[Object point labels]
◆ ◆ ◆

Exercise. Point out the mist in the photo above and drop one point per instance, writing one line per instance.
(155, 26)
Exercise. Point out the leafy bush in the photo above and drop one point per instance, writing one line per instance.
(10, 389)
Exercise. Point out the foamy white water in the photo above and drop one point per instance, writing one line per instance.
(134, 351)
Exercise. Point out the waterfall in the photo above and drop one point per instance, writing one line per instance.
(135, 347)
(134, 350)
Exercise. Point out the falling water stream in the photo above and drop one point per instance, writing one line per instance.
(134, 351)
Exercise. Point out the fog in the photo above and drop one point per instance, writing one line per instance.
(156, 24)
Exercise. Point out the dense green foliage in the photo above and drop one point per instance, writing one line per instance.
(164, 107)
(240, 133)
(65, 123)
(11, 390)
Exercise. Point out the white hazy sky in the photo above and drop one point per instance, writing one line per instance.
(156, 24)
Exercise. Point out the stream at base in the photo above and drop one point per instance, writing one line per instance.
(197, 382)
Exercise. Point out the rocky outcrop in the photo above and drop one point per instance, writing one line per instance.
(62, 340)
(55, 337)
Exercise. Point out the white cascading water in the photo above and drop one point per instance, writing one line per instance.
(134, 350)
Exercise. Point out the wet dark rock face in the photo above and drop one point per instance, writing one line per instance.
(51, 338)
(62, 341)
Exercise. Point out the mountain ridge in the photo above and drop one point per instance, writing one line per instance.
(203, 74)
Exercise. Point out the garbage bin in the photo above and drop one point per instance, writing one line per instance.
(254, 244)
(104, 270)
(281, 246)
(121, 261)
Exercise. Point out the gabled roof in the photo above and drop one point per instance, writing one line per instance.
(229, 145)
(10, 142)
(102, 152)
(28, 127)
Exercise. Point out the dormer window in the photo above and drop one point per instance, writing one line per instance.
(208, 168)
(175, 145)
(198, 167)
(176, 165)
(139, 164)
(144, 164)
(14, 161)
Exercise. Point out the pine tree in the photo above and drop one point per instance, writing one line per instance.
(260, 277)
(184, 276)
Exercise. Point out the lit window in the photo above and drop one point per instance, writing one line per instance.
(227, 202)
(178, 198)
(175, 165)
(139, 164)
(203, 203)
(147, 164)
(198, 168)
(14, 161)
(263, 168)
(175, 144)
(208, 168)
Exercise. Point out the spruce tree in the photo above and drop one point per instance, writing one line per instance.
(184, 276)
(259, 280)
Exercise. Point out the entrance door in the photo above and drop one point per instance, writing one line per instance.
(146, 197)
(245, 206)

◆ ◆ ◆

_Request_
Write out the rows from the line containing "Exercise. Point out the spruce" through the end of the rows, inclusive, with each line unchanged.

_Full solution_
Exercise. Point out the spruce tree in the photo above and drop one point per instance, writing one line per instance.
(184, 276)
(259, 280)
Exercise. Point out the entrance door in the photo above and drop one point per instance, writing one line per instance.
(146, 197)
(245, 206)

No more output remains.